#### Direction
What do the lines say from the one containing "Confirm that each instance of the snowy" to the end of the records? Restate them word for word, and only those.

Dataset rows on where objects appear:
**********
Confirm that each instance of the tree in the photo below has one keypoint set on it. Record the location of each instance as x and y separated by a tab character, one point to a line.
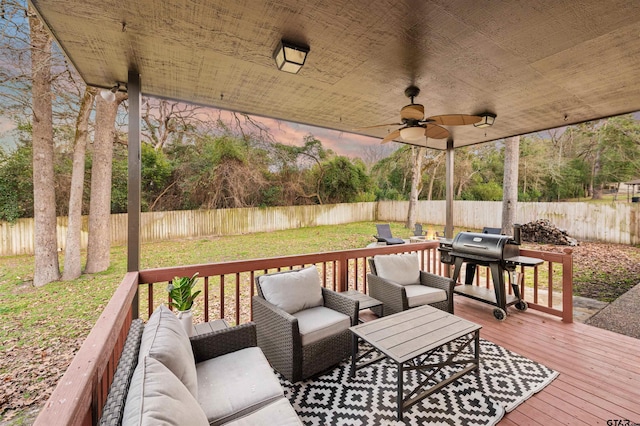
510	183
417	154
72	261
47	267
99	243
434	160
344	181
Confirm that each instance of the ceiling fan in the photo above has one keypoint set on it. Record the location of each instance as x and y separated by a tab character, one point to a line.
416	126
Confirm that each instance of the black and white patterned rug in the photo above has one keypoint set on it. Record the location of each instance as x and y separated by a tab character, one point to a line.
505	380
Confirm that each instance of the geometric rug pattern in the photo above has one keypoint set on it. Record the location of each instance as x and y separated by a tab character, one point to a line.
505	380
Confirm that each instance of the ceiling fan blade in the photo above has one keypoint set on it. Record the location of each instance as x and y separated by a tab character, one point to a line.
391	136
378	125
412	112
454	119
436	132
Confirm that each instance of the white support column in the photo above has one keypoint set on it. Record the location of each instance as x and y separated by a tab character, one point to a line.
134	175
448	228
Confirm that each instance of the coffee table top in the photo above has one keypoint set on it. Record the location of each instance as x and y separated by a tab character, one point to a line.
411	333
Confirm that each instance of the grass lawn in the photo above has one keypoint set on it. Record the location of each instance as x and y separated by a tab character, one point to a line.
42	328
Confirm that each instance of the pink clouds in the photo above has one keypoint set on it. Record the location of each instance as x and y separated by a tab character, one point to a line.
346	144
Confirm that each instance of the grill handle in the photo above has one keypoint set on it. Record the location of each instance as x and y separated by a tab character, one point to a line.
476	246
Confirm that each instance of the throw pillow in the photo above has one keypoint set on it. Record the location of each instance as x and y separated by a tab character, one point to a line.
157	397
293	291
403	269
164	339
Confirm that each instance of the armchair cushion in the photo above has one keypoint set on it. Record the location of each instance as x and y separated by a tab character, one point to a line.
318	323
232	385
403	269
293	291
156	397
418	295
164	339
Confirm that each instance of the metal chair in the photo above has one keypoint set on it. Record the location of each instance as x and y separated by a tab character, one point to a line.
384	235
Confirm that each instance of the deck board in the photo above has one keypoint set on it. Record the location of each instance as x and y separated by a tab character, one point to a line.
599	370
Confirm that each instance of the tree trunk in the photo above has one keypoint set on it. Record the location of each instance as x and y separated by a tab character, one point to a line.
510	185
417	154
47	268
72	261
99	243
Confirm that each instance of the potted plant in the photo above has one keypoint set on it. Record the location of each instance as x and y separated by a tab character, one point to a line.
181	293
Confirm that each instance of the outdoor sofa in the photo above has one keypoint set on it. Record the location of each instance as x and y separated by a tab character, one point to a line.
217	378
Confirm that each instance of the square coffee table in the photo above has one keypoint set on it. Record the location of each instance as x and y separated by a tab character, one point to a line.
409	338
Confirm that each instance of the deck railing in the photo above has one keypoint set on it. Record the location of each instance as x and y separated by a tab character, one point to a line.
227	291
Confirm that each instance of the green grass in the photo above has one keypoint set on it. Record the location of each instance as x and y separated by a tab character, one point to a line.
40	317
43	327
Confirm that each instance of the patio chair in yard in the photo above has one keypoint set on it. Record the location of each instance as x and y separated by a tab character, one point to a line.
397	281
384	235
302	327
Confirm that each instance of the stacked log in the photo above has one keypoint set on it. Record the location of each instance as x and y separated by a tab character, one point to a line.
544	232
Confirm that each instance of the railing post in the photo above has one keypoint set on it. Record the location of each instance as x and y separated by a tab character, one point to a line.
343	273
567	286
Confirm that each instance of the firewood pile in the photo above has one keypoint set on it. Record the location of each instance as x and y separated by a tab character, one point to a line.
544	232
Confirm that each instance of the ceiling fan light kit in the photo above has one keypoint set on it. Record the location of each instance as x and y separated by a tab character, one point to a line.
412	133
290	57
487	120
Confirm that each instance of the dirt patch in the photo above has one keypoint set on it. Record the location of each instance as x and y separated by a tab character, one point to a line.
601	271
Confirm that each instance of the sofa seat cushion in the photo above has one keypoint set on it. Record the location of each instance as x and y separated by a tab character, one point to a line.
157	397
418	295
164	339
403	269
278	413
293	291
318	323
232	385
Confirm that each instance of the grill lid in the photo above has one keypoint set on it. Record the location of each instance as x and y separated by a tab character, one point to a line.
486	247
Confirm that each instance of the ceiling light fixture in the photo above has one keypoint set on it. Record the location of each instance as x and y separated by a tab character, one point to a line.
109	95
487	120
289	57
412	133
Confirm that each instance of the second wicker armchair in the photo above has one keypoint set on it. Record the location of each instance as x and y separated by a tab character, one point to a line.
302	327
397	281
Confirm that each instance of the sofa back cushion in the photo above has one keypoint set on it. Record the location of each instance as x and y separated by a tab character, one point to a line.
157	397
293	291
403	269
164	339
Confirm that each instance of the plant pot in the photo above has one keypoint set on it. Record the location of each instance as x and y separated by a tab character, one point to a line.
186	319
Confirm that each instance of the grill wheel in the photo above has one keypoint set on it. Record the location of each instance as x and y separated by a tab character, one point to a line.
500	314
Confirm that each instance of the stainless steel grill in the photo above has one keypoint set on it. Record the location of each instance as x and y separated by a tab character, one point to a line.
500	253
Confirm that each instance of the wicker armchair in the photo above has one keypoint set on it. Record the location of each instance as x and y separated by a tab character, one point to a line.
280	339
394	296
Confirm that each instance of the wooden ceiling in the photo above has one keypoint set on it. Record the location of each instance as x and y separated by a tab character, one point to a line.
536	64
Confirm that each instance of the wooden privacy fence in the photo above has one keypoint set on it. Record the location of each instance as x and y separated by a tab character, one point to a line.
613	223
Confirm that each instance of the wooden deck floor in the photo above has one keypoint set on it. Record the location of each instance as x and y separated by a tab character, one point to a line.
599	370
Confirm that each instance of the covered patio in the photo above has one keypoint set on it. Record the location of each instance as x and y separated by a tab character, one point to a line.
533	66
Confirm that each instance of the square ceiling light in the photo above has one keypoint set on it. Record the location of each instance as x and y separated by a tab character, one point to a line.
289	57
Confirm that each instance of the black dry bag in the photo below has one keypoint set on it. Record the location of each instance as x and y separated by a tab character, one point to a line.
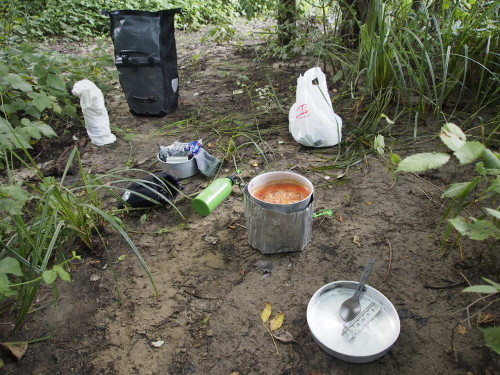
146	58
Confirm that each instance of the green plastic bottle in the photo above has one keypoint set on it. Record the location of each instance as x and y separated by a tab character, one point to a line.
213	195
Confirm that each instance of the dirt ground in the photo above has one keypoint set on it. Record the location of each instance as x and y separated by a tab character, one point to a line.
208	313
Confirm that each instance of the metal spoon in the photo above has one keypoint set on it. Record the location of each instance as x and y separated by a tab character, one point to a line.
351	307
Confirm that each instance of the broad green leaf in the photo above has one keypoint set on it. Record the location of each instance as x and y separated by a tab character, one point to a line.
458	189
41	100
4	69
13	198
494	187
452	136
423	162
491	338
277	322
484	289
49	276
490	159
11	266
492	212
379	144
395	158
470	152
63	274
56	82
477	230
56	108
32	110
266	313
18	82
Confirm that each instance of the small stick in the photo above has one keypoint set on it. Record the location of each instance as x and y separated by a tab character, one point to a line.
390	260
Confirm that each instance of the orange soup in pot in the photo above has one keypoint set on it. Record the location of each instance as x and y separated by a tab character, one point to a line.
282	193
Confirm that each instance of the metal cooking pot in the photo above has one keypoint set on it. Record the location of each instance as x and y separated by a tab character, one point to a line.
275	177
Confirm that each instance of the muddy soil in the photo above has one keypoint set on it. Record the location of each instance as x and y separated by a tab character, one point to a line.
207	317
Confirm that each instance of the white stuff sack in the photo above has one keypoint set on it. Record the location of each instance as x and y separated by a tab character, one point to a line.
312	120
94	112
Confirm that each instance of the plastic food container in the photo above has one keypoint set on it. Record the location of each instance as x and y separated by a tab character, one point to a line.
179	170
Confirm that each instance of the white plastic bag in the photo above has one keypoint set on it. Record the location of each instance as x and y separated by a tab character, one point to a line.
312	120
94	112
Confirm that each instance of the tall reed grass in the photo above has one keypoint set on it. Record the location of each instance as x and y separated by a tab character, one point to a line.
428	64
39	230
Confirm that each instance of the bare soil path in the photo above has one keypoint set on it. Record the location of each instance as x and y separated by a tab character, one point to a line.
212	294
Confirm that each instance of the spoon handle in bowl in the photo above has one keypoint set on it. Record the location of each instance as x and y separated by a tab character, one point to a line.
364	277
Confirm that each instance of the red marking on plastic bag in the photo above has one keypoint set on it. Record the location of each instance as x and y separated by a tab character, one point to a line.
302	112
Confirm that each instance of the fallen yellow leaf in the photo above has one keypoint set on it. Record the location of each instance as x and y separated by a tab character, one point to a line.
266	313
277	321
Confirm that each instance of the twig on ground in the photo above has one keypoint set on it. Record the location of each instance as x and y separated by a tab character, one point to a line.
390	260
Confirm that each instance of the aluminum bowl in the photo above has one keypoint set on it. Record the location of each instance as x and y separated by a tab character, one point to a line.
326	325
274	177
179	170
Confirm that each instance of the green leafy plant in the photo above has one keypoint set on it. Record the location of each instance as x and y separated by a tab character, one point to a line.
485	186
41	221
491	290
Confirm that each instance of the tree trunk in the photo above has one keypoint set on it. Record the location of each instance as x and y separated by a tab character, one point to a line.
286	21
350	28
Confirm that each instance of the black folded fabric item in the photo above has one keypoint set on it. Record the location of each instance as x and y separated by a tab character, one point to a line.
158	187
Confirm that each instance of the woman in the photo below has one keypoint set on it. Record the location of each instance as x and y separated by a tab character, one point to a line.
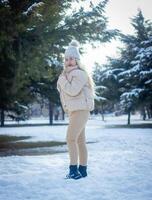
76	88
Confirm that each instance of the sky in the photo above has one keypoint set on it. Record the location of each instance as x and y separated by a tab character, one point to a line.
119	13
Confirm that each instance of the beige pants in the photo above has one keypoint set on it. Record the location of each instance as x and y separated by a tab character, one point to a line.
76	140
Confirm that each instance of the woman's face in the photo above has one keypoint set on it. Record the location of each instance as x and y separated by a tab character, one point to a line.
70	61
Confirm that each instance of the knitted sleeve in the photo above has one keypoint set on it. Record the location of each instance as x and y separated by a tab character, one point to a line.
73	87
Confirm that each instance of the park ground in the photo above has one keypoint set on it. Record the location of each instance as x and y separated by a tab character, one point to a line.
34	161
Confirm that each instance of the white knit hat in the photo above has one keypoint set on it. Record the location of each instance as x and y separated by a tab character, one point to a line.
72	50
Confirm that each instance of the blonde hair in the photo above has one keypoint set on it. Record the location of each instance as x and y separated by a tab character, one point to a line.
90	79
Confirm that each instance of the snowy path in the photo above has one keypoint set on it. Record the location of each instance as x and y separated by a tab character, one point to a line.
119	167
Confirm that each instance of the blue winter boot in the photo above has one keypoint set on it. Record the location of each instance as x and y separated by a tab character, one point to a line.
83	170
74	173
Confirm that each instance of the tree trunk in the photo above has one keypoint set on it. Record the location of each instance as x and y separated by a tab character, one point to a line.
50	112
129	115
2	117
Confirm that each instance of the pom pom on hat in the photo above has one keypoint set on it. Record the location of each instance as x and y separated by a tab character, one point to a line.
74	43
72	50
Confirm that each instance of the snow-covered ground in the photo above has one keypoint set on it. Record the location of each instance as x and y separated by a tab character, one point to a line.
119	166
**********
#### Completed exercise
Confirm that each instance of the snowy path in the photo above has one keypoint set on it. Record the location of each instance as x and y separated by a tab character, one point to a line.
119	167
Confirm that each instance of the blue winter boot in the photo above has one keypoint set on it. Record the location of each instance as x and y separated by a tab character, one point to a line.
83	170
74	173
Confirm that each instance of the tree trunk in the photo above has one keypoint set on it. Record the location of each instance as x and y separated by a tab character, one point to a line.
50	112
129	115
2	117
Confirm that each instance of the pom pom on hat in the photo above has one keypoint set on it. Record the location of each instance as x and y separated by a tab character, one point to a line.
74	43
72	50
Confirm that each instance of the snow-covered ground in the photo above has one keypoint set on it. Record the location of each instance as x and y separated by a tab character, one point to a line.
119	166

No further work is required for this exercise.